▶ [Aim] Return, unchanged, the lines from the one containing "trace the outline of every instance of the camouflage" through the end of the records, with both ends included. Leave the pictures out of your answer.

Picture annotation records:
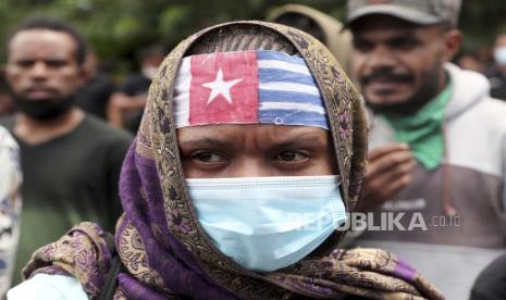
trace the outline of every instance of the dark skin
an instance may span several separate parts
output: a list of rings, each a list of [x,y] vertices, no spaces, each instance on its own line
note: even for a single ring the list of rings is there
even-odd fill
[[[446,86],[444,63],[458,51],[461,36],[444,24],[416,25],[386,15],[351,24],[353,70],[367,103],[377,112],[414,114]],[[369,152],[361,209],[372,210],[411,182],[416,165],[407,145]]]
[[[76,58],[77,45],[65,33],[29,29],[9,42],[5,78],[12,92],[29,101],[64,99],[75,95],[87,78]],[[14,134],[30,145],[46,142],[72,132],[85,117],[72,108],[52,120],[37,120],[20,112]]]
[[[177,140],[187,178],[337,174],[330,133],[317,127],[195,126]]]

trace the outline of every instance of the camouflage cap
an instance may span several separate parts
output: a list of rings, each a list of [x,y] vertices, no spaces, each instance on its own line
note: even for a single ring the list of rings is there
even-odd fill
[[[370,14],[386,14],[430,25],[448,22],[457,26],[461,0],[348,0],[347,25]]]

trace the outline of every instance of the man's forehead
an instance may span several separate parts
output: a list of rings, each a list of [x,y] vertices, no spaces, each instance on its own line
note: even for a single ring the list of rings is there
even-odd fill
[[[177,129],[177,136],[183,140],[221,140],[236,142],[238,139],[262,137],[280,141],[300,138],[318,138],[326,136],[328,130],[312,126],[289,126],[269,124],[223,124],[183,127]]]
[[[74,55],[76,42],[70,35],[48,29],[26,29],[16,33],[9,42],[9,59],[24,57],[66,58]]]
[[[363,32],[382,32],[384,29],[403,33],[424,27],[428,26],[410,23],[391,15],[373,14],[356,20],[351,24],[350,29],[354,34],[361,34]]]
[[[38,47],[63,47],[69,46],[73,49],[77,48],[73,38],[63,32],[50,29],[34,28],[16,33],[9,42],[9,48],[22,48],[27,45],[37,45]]]

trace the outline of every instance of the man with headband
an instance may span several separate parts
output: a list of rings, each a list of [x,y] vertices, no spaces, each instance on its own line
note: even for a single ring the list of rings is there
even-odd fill
[[[358,95],[320,42],[270,23],[207,28],[150,87],[115,247],[81,224],[9,299],[49,283],[81,288],[73,299],[443,299],[391,253],[336,248],[365,158]]]
[[[458,51],[459,0],[348,1],[353,68],[371,135],[365,210],[377,224],[361,246],[411,261],[451,299],[506,248],[506,105]],[[411,221],[422,224],[409,230]]]

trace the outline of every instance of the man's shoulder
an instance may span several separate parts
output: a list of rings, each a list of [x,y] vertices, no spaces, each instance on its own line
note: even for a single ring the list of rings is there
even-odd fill
[[[3,126],[9,132],[12,132],[12,128],[14,127],[15,120],[16,120],[15,114],[0,116],[0,126]]]

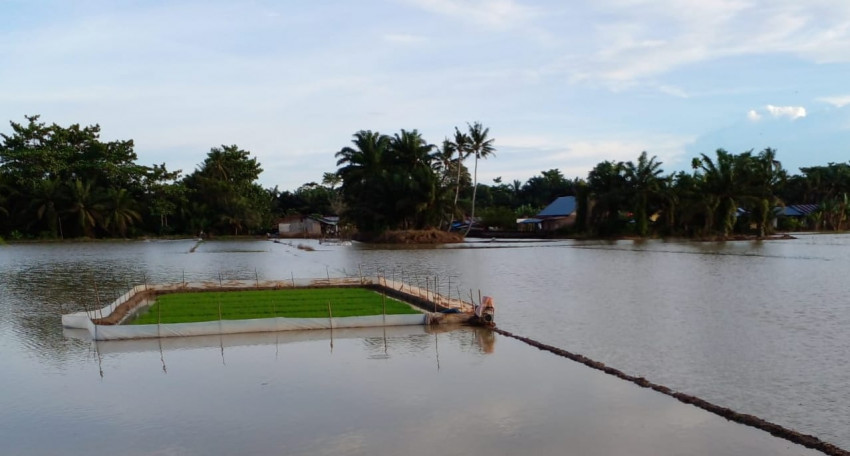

▶ [Finished task]
trace the outline of every instance of the camouflage cap
an instance may span several separate parts
output: a list of rings, each a list of [x,y] vertices, no spaces, each instance on its own line
note: even for a single ring the list of rings is there
even-odd fill
[[[370,14],[386,14],[430,25],[448,22],[457,26],[461,0],[348,0],[347,25]]]

trace the outline of every instance of the man's forehead
an instance may span several separate parts
output: a list of rings, each a list of [x,y] vertices, no spaces, each instance on its own line
note: even for a single ring the list of rings is there
even-odd fill
[[[177,129],[177,136],[183,140],[221,140],[236,142],[238,139],[262,137],[280,141],[300,138],[318,138],[326,136],[328,130],[312,126],[289,126],[269,124],[223,124],[183,127]]]
[[[74,55],[76,42],[70,35],[48,29],[26,29],[16,33],[9,42],[9,59],[24,57],[66,58]]]
[[[363,32],[382,32],[384,29],[403,33],[424,27],[428,26],[410,23],[391,15],[373,14],[356,20],[351,24],[350,29],[354,34],[361,34]]]
[[[38,47],[63,47],[69,46],[73,49],[77,48],[73,38],[63,32],[50,29],[34,28],[16,33],[9,42],[9,48],[22,48],[27,45],[37,45]]]

trace the outline of every instance of the man with headband
an instance may span several separate parts
output: a list of rings, each a list of [x,y] vertices, no spaces, each instance on its own line
note: even for a single ring the list of rings is there
even-odd fill
[[[358,95],[320,42],[270,23],[207,28],[150,87],[115,247],[81,224],[9,299],[49,283],[81,288],[73,299],[443,299],[391,253],[336,248],[365,158]]]
[[[458,51],[459,0],[348,1],[353,68],[371,135],[365,210],[377,224],[361,246],[411,261],[451,299],[506,248],[506,105]],[[411,221],[422,224],[409,230]]]

trace the outline of every instance of the man's shoulder
an instance may span several separate parts
output: a list of rings, each a list of [x,y] vertices, no spaces, each instance on its own line
note: even for a single ring the list of rings is there
even-odd fill
[[[3,126],[9,132],[12,132],[12,128],[14,127],[15,120],[16,120],[15,114],[0,116],[0,126]]]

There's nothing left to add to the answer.